WHAT YOU HAVE TO DO: Across the records, how many lines contain "forearm"? Answer with the number alone.

MATERIAL FOR THIS EXERCISE:
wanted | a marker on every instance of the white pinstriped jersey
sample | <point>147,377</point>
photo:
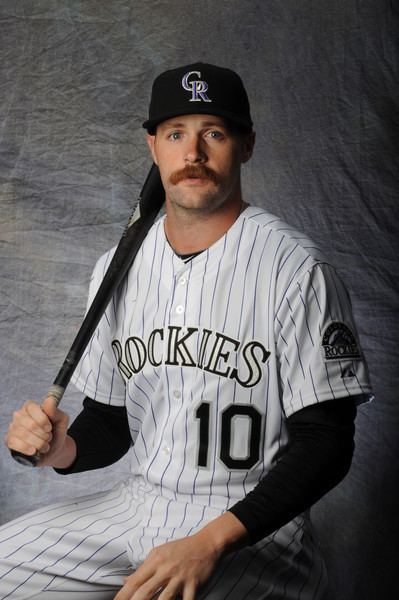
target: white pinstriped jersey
<point>211,357</point>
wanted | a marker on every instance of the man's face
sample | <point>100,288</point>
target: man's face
<point>199,159</point>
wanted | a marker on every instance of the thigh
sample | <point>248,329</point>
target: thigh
<point>76,544</point>
<point>277,568</point>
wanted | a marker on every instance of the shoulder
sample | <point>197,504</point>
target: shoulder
<point>285,234</point>
<point>292,252</point>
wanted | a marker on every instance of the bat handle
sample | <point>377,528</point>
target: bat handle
<point>56,391</point>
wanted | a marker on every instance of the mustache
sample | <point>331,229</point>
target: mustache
<point>197,171</point>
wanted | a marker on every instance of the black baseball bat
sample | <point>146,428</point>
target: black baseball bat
<point>150,201</point>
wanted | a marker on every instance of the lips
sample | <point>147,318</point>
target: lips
<point>194,173</point>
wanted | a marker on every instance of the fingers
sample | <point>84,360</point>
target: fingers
<point>30,430</point>
<point>56,416</point>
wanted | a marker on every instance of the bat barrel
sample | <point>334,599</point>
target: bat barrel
<point>150,202</point>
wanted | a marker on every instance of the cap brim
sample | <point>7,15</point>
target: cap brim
<point>151,124</point>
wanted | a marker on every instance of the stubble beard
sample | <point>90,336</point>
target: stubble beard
<point>197,201</point>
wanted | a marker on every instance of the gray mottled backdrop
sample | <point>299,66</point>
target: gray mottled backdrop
<point>323,81</point>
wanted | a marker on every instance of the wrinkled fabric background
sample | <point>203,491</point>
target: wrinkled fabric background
<point>323,82</point>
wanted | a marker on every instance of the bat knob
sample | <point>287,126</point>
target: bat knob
<point>25,459</point>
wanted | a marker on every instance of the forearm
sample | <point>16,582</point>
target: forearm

WRITTEN RESPONSE: 2